Below you will find a set of lines. Repeat them all exactly.

## BEGIN LISTING

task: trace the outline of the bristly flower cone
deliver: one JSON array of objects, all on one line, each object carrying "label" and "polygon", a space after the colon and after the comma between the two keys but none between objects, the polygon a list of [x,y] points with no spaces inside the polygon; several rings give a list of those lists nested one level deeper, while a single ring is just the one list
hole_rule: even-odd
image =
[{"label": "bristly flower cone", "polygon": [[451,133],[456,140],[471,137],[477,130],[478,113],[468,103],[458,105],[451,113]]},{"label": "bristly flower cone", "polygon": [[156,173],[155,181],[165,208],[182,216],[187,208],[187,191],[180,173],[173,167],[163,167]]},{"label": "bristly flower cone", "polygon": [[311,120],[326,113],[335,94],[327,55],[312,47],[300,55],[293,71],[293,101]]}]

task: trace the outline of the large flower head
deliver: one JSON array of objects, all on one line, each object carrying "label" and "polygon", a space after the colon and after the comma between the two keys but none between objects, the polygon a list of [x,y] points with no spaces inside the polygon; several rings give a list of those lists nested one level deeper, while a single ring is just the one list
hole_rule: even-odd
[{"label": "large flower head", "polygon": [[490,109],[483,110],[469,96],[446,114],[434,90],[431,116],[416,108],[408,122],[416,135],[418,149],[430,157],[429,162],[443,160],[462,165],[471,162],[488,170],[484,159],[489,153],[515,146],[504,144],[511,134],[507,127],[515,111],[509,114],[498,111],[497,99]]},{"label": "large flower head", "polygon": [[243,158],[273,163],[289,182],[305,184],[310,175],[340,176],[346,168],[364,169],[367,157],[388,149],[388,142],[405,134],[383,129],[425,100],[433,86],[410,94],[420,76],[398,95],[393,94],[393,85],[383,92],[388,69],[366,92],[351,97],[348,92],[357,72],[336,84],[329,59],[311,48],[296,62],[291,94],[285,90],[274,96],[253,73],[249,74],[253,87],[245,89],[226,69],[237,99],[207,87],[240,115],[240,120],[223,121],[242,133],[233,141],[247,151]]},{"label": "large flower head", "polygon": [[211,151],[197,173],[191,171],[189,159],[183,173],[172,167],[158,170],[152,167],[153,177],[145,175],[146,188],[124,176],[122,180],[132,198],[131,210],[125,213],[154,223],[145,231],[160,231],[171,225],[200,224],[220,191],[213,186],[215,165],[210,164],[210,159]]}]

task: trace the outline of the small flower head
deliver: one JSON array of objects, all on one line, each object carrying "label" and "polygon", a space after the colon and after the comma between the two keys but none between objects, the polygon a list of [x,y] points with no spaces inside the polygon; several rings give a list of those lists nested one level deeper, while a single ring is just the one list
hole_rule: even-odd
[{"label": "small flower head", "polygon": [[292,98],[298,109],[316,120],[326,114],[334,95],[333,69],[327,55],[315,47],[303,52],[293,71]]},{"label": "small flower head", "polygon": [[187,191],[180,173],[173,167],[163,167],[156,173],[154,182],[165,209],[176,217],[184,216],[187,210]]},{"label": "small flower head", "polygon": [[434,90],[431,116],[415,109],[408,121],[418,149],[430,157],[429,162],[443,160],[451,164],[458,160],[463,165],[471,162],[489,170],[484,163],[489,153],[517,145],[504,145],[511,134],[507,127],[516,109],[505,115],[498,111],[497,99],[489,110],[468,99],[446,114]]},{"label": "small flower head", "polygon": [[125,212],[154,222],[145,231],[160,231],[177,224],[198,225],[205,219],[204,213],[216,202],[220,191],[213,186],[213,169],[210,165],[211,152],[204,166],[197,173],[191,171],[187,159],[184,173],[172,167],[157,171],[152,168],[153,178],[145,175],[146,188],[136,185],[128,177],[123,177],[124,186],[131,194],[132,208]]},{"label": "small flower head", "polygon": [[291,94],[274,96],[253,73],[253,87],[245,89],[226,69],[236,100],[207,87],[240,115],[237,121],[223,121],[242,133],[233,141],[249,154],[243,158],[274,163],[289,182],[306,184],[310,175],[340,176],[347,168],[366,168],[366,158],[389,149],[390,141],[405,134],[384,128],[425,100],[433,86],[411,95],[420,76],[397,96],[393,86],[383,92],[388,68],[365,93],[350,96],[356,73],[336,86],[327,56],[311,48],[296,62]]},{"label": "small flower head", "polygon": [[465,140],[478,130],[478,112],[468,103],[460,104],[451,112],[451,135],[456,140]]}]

## END LISTING

● ANSWER TO THIS TASK:
task: trace the outline of the bristly flower cone
deliver: one JSON array of objects, all on one line, each object carrying "label" and "polygon", a space after the colon and after the comma between the two keys but none between objects, the polygon a list of [x,y] points with no spaces inside the polygon; several rings give a list of those lists nested one level deeper, while a single ring is just the one list
hole_rule: even-odd
image =
[{"label": "bristly flower cone", "polygon": [[451,133],[456,140],[471,137],[477,130],[478,113],[468,103],[458,105],[451,113]]},{"label": "bristly flower cone", "polygon": [[156,173],[155,181],[165,208],[182,216],[187,208],[187,191],[180,173],[173,167],[163,167]]},{"label": "bristly flower cone", "polygon": [[311,120],[326,113],[335,94],[327,55],[312,47],[300,55],[293,71],[293,101]]}]

task: trace the outline of the large flower head
deliver: one JSON array of objects, all on one line, each object carrying "label" and "polygon", a space after the colon and after the comma between the two keys but none between objects, the polygon a list of [x,y] points with no spaces inside the polygon; several rings give a list of those lists nested one level deeper, while a single ring is just the one list
hole_rule: even-odd
[{"label": "large flower head", "polygon": [[490,109],[483,110],[469,96],[446,114],[434,90],[431,116],[416,108],[408,122],[416,135],[418,149],[430,157],[429,162],[443,160],[462,165],[471,162],[488,170],[484,159],[489,153],[515,146],[504,144],[511,134],[507,127],[515,111],[509,114],[498,111],[497,99]]},{"label": "large flower head", "polygon": [[243,158],[273,163],[289,182],[305,184],[310,175],[340,176],[346,168],[364,169],[367,157],[388,149],[388,142],[405,134],[383,129],[425,100],[433,86],[410,94],[420,76],[398,95],[393,94],[393,85],[383,92],[388,69],[366,92],[351,97],[348,92],[357,72],[336,84],[329,59],[311,48],[296,62],[291,94],[285,90],[274,96],[253,73],[249,74],[253,87],[245,89],[226,69],[237,99],[207,87],[240,115],[240,120],[223,121],[242,133],[233,141],[247,151]]},{"label": "large flower head", "polygon": [[211,151],[197,173],[191,171],[189,159],[183,173],[172,167],[158,170],[152,167],[153,177],[145,175],[146,188],[124,176],[122,180],[132,198],[131,210],[125,213],[154,223],[145,231],[160,231],[171,225],[200,224],[220,191],[213,186],[215,165],[210,164],[210,159]]}]

task: trace the outline of the small flower head
deliver: one JSON array of objects, all on one line, each object carrying "label" and "polygon", a space after the colon and after the comma between the two keys but none between objects, the polygon a list of [x,y] points with no spaces inside the polygon; several rings give a list of those lists nested one level deeper, while a single ring is just the one list
hole_rule: even-odd
[{"label": "small flower head", "polygon": [[292,98],[298,109],[316,120],[326,114],[334,95],[333,69],[327,55],[315,47],[303,52],[293,71]]},{"label": "small flower head", "polygon": [[187,191],[180,173],[173,167],[163,167],[156,173],[154,182],[165,209],[176,217],[184,216],[187,210]]},{"label": "small flower head", "polygon": [[434,90],[431,116],[415,109],[408,121],[418,149],[430,157],[429,162],[443,160],[451,164],[458,160],[463,165],[471,162],[489,170],[484,163],[489,153],[517,145],[504,145],[511,134],[507,127],[516,109],[505,115],[498,111],[497,99],[489,110],[468,99],[446,114]]},{"label": "small flower head", "polygon": [[125,212],[154,222],[145,231],[160,231],[177,224],[198,225],[205,219],[204,213],[216,202],[220,191],[213,186],[213,169],[210,165],[211,152],[204,166],[197,173],[191,171],[187,159],[184,173],[172,167],[157,171],[152,168],[153,178],[145,175],[146,188],[136,185],[128,177],[123,177],[124,186],[131,194],[132,208]]},{"label": "small flower head", "polygon": [[291,94],[274,96],[253,73],[253,87],[245,89],[226,69],[236,100],[207,87],[240,115],[237,121],[223,121],[242,133],[233,141],[249,154],[243,158],[274,163],[289,182],[306,184],[310,175],[340,176],[347,168],[366,168],[366,158],[389,149],[390,141],[405,134],[384,128],[425,100],[433,86],[411,95],[420,76],[397,96],[393,86],[383,92],[388,68],[365,93],[350,96],[356,73],[336,86],[327,56],[311,48],[296,62]]},{"label": "small flower head", "polygon": [[465,140],[478,130],[478,112],[468,103],[460,104],[451,112],[451,135],[456,140]]}]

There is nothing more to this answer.